* **REQUIREMENT**
Count the lines in the entries below that contain the string "lawn", with case treated as significant. Reply with that number alone.
[start EXERCISE MATERIALS]
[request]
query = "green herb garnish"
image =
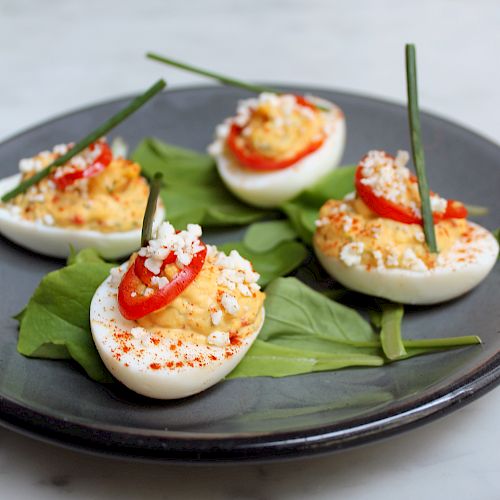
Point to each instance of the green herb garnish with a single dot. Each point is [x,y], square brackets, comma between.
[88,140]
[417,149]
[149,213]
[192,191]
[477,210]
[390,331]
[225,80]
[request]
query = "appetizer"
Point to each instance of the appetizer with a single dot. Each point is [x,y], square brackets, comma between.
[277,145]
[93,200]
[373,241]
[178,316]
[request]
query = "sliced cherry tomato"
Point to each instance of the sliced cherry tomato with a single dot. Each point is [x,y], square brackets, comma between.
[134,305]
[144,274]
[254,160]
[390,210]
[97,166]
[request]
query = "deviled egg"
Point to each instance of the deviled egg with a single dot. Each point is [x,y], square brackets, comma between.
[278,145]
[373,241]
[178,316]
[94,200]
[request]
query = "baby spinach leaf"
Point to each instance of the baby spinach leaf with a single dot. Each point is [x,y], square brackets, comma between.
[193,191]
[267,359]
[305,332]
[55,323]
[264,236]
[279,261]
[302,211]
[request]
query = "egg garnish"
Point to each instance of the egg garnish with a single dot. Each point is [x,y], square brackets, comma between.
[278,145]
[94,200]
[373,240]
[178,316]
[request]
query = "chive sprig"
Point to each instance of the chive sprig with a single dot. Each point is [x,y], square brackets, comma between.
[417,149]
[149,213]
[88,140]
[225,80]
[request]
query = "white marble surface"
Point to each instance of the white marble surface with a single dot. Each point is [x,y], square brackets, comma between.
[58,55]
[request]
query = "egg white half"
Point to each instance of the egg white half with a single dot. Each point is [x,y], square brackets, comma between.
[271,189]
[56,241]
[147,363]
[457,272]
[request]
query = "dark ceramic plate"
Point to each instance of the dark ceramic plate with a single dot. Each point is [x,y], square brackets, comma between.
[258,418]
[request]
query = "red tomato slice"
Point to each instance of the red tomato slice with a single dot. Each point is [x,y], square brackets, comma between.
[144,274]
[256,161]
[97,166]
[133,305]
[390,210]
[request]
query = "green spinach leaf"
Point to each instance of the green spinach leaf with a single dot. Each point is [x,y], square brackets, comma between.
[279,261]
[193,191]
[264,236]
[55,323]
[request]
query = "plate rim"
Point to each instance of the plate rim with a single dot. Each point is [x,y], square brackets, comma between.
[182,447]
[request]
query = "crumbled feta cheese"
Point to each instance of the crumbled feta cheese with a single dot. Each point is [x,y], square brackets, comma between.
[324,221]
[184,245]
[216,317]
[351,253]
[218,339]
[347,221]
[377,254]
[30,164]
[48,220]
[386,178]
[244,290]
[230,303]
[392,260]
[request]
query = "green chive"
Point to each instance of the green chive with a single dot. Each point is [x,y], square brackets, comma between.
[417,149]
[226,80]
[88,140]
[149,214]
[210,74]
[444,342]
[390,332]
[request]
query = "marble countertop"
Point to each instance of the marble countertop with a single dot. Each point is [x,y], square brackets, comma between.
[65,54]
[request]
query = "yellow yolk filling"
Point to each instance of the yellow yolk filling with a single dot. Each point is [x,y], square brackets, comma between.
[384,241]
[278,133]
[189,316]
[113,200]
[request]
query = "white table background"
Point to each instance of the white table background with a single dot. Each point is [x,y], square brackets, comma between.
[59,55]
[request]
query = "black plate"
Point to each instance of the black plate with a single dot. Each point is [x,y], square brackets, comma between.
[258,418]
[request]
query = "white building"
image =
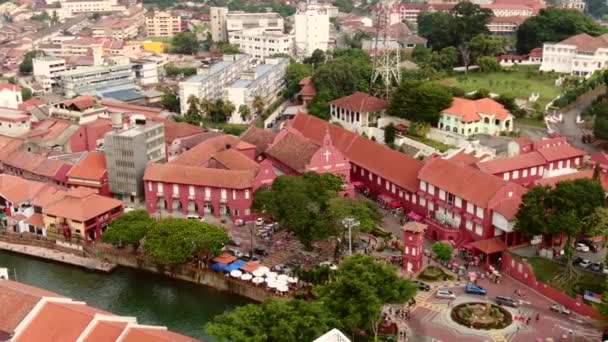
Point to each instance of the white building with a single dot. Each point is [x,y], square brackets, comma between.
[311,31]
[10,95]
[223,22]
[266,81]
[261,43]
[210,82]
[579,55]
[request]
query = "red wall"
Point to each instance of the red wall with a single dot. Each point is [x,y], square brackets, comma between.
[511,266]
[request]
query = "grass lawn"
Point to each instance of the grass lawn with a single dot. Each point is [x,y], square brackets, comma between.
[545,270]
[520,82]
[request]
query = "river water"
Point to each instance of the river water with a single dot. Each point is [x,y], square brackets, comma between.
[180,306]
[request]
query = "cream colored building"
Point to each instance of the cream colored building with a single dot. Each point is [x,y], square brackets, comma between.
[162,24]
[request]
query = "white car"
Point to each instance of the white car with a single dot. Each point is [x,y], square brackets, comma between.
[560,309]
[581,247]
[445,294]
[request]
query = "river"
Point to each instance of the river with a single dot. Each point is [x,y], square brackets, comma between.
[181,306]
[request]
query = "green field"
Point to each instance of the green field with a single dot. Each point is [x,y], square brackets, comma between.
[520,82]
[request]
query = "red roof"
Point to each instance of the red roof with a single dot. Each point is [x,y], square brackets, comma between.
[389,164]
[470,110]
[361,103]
[end EXERCISE MATERIALS]
[start EXERCISE MATERIALS]
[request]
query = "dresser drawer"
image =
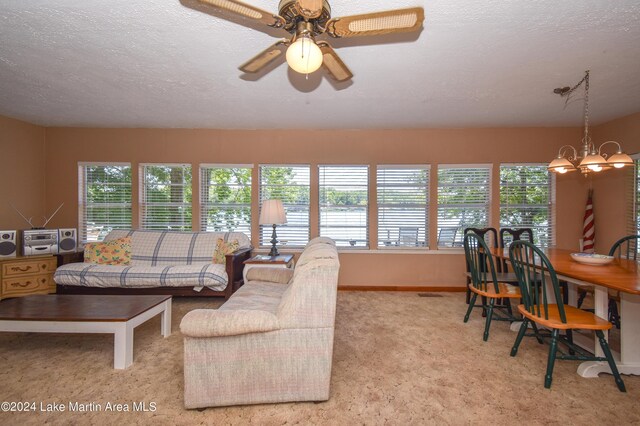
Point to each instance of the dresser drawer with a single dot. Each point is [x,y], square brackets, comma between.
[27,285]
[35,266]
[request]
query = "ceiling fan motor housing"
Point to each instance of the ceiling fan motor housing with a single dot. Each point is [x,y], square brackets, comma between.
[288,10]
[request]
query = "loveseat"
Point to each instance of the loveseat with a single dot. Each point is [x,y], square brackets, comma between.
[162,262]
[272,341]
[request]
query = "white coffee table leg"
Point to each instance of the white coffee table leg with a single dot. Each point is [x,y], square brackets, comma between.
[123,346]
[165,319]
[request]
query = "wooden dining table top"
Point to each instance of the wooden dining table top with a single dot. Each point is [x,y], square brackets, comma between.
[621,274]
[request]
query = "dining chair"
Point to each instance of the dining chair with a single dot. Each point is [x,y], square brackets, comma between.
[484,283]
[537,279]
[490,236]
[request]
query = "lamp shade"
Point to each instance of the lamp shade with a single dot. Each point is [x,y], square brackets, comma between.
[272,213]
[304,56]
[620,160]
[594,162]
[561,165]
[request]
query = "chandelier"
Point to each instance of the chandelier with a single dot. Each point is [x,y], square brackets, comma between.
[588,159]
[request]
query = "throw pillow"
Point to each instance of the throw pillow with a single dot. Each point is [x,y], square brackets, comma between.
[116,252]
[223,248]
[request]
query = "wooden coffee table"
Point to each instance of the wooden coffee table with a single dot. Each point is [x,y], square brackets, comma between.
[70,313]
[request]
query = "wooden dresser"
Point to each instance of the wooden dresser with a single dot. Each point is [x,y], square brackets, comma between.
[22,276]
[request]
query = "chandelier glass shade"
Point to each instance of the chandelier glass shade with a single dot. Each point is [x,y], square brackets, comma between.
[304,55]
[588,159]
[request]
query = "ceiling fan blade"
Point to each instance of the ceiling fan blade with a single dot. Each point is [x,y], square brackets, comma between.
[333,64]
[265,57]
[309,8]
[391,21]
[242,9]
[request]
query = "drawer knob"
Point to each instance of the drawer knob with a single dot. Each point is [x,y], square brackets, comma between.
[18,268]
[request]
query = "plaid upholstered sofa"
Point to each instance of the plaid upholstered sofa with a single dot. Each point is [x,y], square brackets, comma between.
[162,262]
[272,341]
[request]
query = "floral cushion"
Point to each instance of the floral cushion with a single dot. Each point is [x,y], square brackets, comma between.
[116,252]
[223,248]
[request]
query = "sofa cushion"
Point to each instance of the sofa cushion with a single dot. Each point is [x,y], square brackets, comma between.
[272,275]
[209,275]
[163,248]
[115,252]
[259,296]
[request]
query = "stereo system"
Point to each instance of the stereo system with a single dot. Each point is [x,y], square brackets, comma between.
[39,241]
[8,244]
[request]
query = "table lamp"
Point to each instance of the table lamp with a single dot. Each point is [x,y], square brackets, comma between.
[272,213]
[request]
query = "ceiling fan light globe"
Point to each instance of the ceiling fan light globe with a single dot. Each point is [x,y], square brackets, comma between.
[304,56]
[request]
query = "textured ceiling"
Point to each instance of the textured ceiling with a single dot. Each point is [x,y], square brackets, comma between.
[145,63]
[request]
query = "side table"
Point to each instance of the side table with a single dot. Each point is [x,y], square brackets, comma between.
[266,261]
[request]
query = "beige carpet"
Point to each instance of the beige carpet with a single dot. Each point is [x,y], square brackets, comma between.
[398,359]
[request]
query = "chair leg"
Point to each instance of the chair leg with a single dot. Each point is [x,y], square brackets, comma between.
[end EXERCISE MATERIALS]
* **RESPONSE TO THIS TASK**
2